_DIRECTIONS_
Render the data below as a numbered list with blank lines omitted, starting at the line that contains "Q: Can you identify the blue metal" and ending after the line that contains "71;355;121;400".

** Start of DATASET EXCERPTS **

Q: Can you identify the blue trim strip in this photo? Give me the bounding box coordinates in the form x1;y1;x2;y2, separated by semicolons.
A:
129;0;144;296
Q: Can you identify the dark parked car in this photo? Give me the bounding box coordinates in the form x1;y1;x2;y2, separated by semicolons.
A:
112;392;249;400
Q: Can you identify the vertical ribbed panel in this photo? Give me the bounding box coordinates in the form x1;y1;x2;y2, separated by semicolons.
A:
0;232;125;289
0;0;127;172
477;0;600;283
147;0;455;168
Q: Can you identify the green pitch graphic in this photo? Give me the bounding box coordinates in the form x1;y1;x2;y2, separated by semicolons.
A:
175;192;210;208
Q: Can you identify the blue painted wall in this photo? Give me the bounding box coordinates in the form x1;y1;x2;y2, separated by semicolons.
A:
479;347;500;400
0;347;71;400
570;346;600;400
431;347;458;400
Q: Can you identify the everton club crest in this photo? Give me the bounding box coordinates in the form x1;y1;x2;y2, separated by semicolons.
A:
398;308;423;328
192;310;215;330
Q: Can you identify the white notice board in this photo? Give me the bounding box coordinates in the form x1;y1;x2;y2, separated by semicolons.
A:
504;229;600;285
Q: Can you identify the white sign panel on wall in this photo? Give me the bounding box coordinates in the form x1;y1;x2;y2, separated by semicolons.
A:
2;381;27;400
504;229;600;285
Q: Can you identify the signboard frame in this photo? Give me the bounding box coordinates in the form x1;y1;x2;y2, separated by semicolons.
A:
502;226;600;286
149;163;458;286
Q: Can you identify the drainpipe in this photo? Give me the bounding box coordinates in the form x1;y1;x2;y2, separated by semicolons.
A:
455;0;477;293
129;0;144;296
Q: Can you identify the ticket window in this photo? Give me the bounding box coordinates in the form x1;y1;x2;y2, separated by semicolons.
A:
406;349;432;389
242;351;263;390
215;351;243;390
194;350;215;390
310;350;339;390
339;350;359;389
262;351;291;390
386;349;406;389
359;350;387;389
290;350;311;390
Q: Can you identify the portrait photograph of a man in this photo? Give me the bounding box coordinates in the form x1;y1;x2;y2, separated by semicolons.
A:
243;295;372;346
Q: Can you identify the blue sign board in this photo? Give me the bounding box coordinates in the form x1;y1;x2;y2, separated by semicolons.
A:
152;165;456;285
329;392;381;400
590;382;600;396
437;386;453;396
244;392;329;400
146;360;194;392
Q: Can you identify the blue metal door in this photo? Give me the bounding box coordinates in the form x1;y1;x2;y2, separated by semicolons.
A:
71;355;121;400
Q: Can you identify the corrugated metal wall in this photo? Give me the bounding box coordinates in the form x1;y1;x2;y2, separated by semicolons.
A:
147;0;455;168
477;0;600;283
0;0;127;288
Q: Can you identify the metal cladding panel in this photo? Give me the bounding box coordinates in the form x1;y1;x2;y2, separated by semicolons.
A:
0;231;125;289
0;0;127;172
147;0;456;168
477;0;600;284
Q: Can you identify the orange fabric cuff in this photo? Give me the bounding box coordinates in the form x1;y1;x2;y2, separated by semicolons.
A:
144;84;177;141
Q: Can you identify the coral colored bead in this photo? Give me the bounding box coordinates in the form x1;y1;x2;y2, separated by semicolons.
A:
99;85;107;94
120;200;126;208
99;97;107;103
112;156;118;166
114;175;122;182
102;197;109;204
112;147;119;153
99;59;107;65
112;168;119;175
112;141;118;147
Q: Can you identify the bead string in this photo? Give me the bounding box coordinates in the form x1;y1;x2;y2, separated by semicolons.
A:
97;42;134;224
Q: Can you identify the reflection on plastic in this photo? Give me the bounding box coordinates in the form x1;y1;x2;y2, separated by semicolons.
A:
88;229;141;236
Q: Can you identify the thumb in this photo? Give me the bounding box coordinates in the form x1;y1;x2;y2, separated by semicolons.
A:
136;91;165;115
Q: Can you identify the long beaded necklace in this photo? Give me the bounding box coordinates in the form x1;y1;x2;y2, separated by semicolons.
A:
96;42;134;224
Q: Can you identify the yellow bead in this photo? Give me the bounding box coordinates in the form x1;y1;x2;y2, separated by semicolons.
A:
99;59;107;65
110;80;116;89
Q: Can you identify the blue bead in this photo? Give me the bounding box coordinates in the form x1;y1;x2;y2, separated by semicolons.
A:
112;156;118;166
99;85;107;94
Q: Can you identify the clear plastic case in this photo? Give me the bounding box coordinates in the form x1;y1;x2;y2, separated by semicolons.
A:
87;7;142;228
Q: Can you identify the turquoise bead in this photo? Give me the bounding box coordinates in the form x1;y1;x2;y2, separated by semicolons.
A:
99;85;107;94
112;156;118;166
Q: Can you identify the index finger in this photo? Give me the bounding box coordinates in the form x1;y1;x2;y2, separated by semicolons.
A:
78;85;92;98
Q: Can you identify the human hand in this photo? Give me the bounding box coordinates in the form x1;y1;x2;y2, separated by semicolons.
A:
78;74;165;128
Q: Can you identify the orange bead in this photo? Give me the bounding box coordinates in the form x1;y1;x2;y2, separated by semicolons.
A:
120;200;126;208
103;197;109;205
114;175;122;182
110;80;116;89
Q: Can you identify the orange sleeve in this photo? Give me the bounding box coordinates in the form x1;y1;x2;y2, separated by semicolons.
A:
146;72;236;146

** End of DATASET EXCERPTS **

_EXERCISE OUTPUT_
1. Q: Can you identify the blue metal door in this photo? Give me the bounding box coordinates in the form x1;y1;x2;y2, separated by semicolons.
2. A:
3. 71;355;121;400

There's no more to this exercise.